→ **TASK TO COMPLETE**:
Copy the records below exactly, omitting any pictures they contain.

_ _ _ _ _

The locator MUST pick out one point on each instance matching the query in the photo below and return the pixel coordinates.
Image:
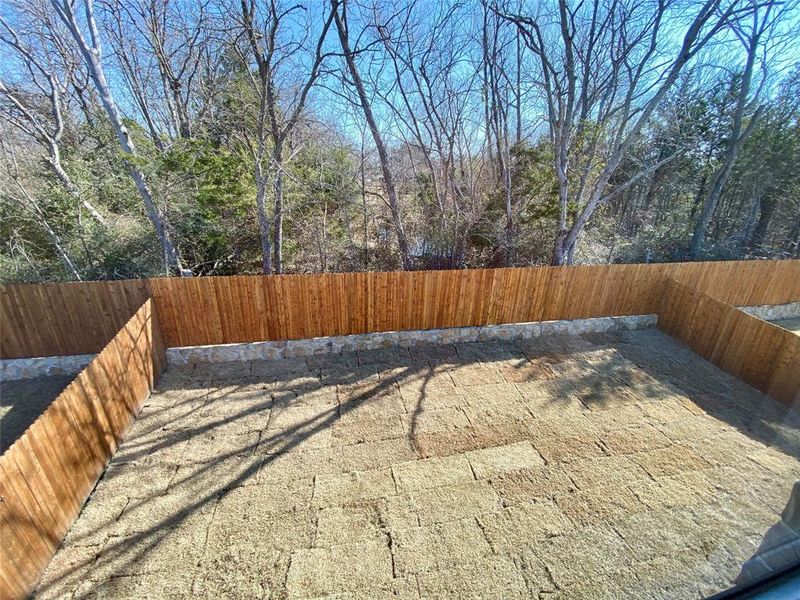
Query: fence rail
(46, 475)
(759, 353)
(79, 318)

_ _ _ _ _

→ **RESPONSE BOX**:
The locator MUST pick out one point on each instance matching the query in the photo below and return the pixel coordinates.
Image:
Query: fence rail
(46, 475)
(759, 353)
(79, 318)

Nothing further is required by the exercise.